- Short task
Return the records in full, exactly as given.

- Dataset

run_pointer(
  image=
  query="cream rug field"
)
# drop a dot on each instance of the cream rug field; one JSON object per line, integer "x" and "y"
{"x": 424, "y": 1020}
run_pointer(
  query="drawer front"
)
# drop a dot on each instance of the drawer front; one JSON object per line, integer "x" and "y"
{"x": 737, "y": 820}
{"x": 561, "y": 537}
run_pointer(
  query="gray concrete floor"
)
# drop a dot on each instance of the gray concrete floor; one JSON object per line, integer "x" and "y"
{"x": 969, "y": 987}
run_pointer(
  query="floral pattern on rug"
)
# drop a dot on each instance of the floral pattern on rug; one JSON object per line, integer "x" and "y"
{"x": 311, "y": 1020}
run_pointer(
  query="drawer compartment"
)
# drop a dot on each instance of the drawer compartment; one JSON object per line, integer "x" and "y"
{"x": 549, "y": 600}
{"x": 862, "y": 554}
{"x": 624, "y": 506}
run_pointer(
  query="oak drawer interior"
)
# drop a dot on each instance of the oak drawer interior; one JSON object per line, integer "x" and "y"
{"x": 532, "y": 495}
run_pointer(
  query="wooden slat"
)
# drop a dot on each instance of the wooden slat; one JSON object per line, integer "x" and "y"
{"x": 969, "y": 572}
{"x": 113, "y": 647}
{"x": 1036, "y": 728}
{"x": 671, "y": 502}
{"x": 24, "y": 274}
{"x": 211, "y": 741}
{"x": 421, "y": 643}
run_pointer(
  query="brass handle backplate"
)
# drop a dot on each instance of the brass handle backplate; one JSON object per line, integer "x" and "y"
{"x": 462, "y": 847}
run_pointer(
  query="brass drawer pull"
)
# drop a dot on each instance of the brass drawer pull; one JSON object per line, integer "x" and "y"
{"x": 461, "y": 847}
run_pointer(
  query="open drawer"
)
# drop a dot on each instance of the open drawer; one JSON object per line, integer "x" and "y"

- Written solution
run_pointer(
  image=
  query="cream rug field"
)
# drop a dot on each instance of the cream rug field; one JSON object per line, integer "x" and "y"
{"x": 424, "y": 1020}
run_pointer(
  query="drawer front"
)
# drop a dot on each instance of the drawer front; one JSON object per line, integer "x" and "y"
{"x": 737, "y": 820}
{"x": 561, "y": 537}
run_pointer(
  query="gray concrete floor"
)
# drop a dot on each instance of the gray concrete floor; one JSON object per line, integer "x" and "y"
{"x": 969, "y": 987}
run_pointer(
  query="floral pattern on rug"
)
# drop a dot on each instance of the floral pattern on rug; one JSON object per line, integer "x" and "y"
{"x": 311, "y": 1020}
run_pointer(
  query="drawer compartment"
)
# drop a dot on each instance of the drawer compartment; one JSON object per line, integer "x" and "y"
{"x": 549, "y": 600}
{"x": 862, "y": 554}
{"x": 624, "y": 506}
run_pointer(
  query="oak drawer interior"
)
# drop a dot on each instance of the oak drawer interior; one JSON object per line, integer "x" and "y"
{"x": 532, "y": 495}
run_pointer(
  query="wooden slat"
)
# drop a dot on each instance of the wooden slat; one JSON object per line, integer "x" and "y"
{"x": 969, "y": 572}
{"x": 113, "y": 647}
{"x": 1036, "y": 728}
{"x": 671, "y": 502}
{"x": 24, "y": 274}
{"x": 211, "y": 741}
{"x": 421, "y": 643}
run_pointer(
  query="brass handle backplate"
)
# drop a dot on each instance of the brass handle backplate; one JSON object per line, integer "x" and "y"
{"x": 462, "y": 847}
run_pointer(
  query="brass drawer pull"
)
# drop a dot on each instance of the brass drawer pull; one JSON object per line, integer "x" and "y"
{"x": 461, "y": 847}
run_pointer(
  query="open drawer"
)
# drop a dot on each instance of the open drawer; one JSON object per line, integer "x" and "y"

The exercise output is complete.